## Input
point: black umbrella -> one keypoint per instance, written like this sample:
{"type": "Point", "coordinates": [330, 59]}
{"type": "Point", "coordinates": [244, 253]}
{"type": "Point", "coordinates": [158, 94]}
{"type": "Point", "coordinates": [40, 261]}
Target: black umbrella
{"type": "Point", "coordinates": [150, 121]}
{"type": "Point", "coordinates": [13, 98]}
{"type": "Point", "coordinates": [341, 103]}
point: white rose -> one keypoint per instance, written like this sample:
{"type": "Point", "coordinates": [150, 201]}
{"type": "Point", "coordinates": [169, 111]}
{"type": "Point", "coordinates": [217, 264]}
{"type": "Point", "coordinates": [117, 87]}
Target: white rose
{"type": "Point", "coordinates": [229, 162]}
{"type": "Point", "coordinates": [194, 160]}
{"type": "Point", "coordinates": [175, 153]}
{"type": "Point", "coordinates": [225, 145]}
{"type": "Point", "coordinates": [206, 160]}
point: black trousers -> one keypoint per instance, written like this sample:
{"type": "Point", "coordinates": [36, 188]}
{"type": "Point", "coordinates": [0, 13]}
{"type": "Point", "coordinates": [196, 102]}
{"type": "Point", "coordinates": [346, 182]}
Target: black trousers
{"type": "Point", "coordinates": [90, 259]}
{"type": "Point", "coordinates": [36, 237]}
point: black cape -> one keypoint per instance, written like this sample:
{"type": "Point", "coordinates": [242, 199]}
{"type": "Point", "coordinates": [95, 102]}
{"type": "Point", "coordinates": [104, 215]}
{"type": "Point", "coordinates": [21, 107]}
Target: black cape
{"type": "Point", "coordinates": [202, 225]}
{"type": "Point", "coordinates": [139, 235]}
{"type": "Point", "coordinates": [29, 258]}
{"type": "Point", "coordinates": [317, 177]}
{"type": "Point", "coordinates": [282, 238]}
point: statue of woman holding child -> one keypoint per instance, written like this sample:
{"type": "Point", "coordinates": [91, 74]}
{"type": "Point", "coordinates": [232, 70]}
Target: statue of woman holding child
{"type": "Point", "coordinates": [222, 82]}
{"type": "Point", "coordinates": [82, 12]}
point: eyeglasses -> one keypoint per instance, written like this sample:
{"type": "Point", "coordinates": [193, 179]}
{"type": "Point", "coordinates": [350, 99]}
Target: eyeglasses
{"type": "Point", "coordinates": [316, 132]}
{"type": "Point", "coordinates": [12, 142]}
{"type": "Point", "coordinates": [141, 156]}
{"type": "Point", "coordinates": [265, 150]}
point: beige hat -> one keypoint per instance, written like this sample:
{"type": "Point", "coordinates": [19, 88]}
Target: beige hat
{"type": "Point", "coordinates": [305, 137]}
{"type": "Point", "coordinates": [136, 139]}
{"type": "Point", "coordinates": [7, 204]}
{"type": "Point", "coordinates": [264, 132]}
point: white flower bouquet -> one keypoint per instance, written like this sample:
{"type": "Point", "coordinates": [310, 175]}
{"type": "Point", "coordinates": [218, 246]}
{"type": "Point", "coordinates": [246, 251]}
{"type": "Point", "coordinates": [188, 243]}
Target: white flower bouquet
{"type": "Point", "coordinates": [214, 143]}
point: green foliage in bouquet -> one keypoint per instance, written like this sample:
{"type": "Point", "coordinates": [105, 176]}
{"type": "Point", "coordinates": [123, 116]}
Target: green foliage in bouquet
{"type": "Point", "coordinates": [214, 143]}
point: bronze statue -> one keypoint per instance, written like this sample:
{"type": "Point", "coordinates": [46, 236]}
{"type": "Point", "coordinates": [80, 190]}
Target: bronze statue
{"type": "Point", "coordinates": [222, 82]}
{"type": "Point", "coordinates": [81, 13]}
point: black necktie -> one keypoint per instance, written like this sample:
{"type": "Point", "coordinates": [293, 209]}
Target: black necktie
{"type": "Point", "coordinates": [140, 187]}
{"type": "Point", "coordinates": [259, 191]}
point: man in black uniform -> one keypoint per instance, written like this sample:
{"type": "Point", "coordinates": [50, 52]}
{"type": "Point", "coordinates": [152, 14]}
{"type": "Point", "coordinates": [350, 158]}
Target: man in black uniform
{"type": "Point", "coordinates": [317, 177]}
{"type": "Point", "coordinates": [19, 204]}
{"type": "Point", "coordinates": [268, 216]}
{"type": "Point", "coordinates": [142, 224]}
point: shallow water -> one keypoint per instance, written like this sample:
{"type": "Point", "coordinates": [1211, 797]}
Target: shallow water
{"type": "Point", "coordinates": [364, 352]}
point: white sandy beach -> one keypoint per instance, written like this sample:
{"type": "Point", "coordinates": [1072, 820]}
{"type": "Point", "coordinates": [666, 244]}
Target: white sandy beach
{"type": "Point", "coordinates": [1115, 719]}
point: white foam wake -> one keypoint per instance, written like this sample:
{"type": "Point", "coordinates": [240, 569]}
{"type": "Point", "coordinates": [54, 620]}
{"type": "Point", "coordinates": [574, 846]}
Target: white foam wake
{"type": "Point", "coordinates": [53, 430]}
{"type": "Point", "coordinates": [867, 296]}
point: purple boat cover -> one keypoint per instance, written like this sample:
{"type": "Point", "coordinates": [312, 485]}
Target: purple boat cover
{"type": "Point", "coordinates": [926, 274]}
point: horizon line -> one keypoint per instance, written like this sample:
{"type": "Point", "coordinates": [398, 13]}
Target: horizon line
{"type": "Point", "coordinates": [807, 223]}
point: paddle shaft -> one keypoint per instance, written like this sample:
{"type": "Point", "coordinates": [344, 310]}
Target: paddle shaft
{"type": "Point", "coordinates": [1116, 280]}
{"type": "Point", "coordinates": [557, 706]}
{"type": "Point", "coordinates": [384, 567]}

## Required action
Please repeat each line above exactly.

## Worked solution
point: black umbrella -> one keypoint per instance, written like this sample:
{"type": "Point", "coordinates": [330, 59]}
{"type": "Point", "coordinates": [244, 253]}
{"type": "Point", "coordinates": [158, 94]}
{"type": "Point", "coordinates": [40, 261]}
Target: black umbrella
{"type": "Point", "coordinates": [150, 121]}
{"type": "Point", "coordinates": [13, 98]}
{"type": "Point", "coordinates": [341, 103]}
point: white rose -> one keypoint per instance, written like this sample:
{"type": "Point", "coordinates": [150, 201]}
{"type": "Point", "coordinates": [169, 111]}
{"type": "Point", "coordinates": [217, 264]}
{"type": "Point", "coordinates": [117, 87]}
Target: white rose
{"type": "Point", "coordinates": [229, 162]}
{"type": "Point", "coordinates": [194, 160]}
{"type": "Point", "coordinates": [175, 153]}
{"type": "Point", "coordinates": [225, 145]}
{"type": "Point", "coordinates": [206, 160]}
point: black trousers -> one keypoint per instance, written like this sample:
{"type": "Point", "coordinates": [36, 188]}
{"type": "Point", "coordinates": [0, 13]}
{"type": "Point", "coordinates": [196, 102]}
{"type": "Point", "coordinates": [346, 182]}
Target: black trousers
{"type": "Point", "coordinates": [90, 259]}
{"type": "Point", "coordinates": [36, 237]}
point: black cape -> one keypoint per instance, written like this sample:
{"type": "Point", "coordinates": [242, 199]}
{"type": "Point", "coordinates": [95, 102]}
{"type": "Point", "coordinates": [104, 215]}
{"type": "Point", "coordinates": [21, 107]}
Target: black cape
{"type": "Point", "coordinates": [202, 225]}
{"type": "Point", "coordinates": [139, 235]}
{"type": "Point", "coordinates": [29, 258]}
{"type": "Point", "coordinates": [317, 177]}
{"type": "Point", "coordinates": [282, 238]}
point: statue of woman holding child -> one keypoint per instance, written like this sample:
{"type": "Point", "coordinates": [91, 74]}
{"type": "Point", "coordinates": [232, 70]}
Target: statue of woman holding child
{"type": "Point", "coordinates": [222, 82]}
{"type": "Point", "coordinates": [82, 12]}
point: eyeglasses -> one keypoint per instance, written like this sample:
{"type": "Point", "coordinates": [193, 179]}
{"type": "Point", "coordinates": [350, 99]}
Target: eyeglasses
{"type": "Point", "coordinates": [316, 132]}
{"type": "Point", "coordinates": [12, 142]}
{"type": "Point", "coordinates": [141, 156]}
{"type": "Point", "coordinates": [265, 150]}
point: beige hat -> one keypoint per instance, written like this sample:
{"type": "Point", "coordinates": [19, 88]}
Target: beige hat
{"type": "Point", "coordinates": [305, 137]}
{"type": "Point", "coordinates": [136, 139]}
{"type": "Point", "coordinates": [7, 204]}
{"type": "Point", "coordinates": [264, 132]}
point: white flower bouquet -> one keypoint per instance, written like this sample:
{"type": "Point", "coordinates": [310, 175]}
{"type": "Point", "coordinates": [218, 246]}
{"type": "Point", "coordinates": [246, 251]}
{"type": "Point", "coordinates": [188, 243]}
Target: white flower bouquet
{"type": "Point", "coordinates": [214, 143]}
point: green foliage in bouquet -> one keypoint per instance, written like this sample:
{"type": "Point", "coordinates": [105, 176]}
{"type": "Point", "coordinates": [123, 116]}
Target: green foliage in bouquet
{"type": "Point", "coordinates": [214, 143]}
point: bronze statue -> one keypoint per instance, written like this sample:
{"type": "Point", "coordinates": [46, 236]}
{"type": "Point", "coordinates": [80, 190]}
Target: bronze statue
{"type": "Point", "coordinates": [222, 82]}
{"type": "Point", "coordinates": [81, 13]}
point: black necktie -> one keypoint per instance, written like this sample:
{"type": "Point", "coordinates": [293, 209]}
Target: black necktie
{"type": "Point", "coordinates": [140, 187]}
{"type": "Point", "coordinates": [259, 191]}
point: man in black uniform -> one keypoint per instance, written like this sample:
{"type": "Point", "coordinates": [50, 52]}
{"type": "Point", "coordinates": [152, 14]}
{"type": "Point", "coordinates": [350, 158]}
Target: man in black uniform
{"type": "Point", "coordinates": [317, 177]}
{"type": "Point", "coordinates": [19, 204]}
{"type": "Point", "coordinates": [268, 216]}
{"type": "Point", "coordinates": [142, 224]}
point: shallow water -> one keypoint per instance, written like this sample:
{"type": "Point", "coordinates": [1211, 797]}
Target: shallow water
{"type": "Point", "coordinates": [364, 352]}
point: white sandy beach -> one keypoint per instance, written like this sample:
{"type": "Point", "coordinates": [1072, 820]}
{"type": "Point", "coordinates": [666, 244]}
Target: white sandy beach
{"type": "Point", "coordinates": [1115, 719]}
point: white foam wake -> one keypoint per instance, written like this sample:
{"type": "Point", "coordinates": [240, 569]}
{"type": "Point", "coordinates": [54, 620]}
{"type": "Point", "coordinates": [574, 846]}
Target: white foam wake
{"type": "Point", "coordinates": [53, 430]}
{"type": "Point", "coordinates": [867, 296]}
point: purple boat cover -> one keypoint per instance, written like this sample:
{"type": "Point", "coordinates": [312, 485]}
Target: purple boat cover
{"type": "Point", "coordinates": [926, 274]}
point: horizon line -> one keypoint per instance, written like this sample:
{"type": "Point", "coordinates": [398, 13]}
Target: horizon line
{"type": "Point", "coordinates": [807, 223]}
point: paddle shaft -> one keypoint per instance, written like this sample:
{"type": "Point", "coordinates": [344, 310]}
Target: paddle shaft
{"type": "Point", "coordinates": [1116, 280]}
{"type": "Point", "coordinates": [557, 706]}
{"type": "Point", "coordinates": [384, 567]}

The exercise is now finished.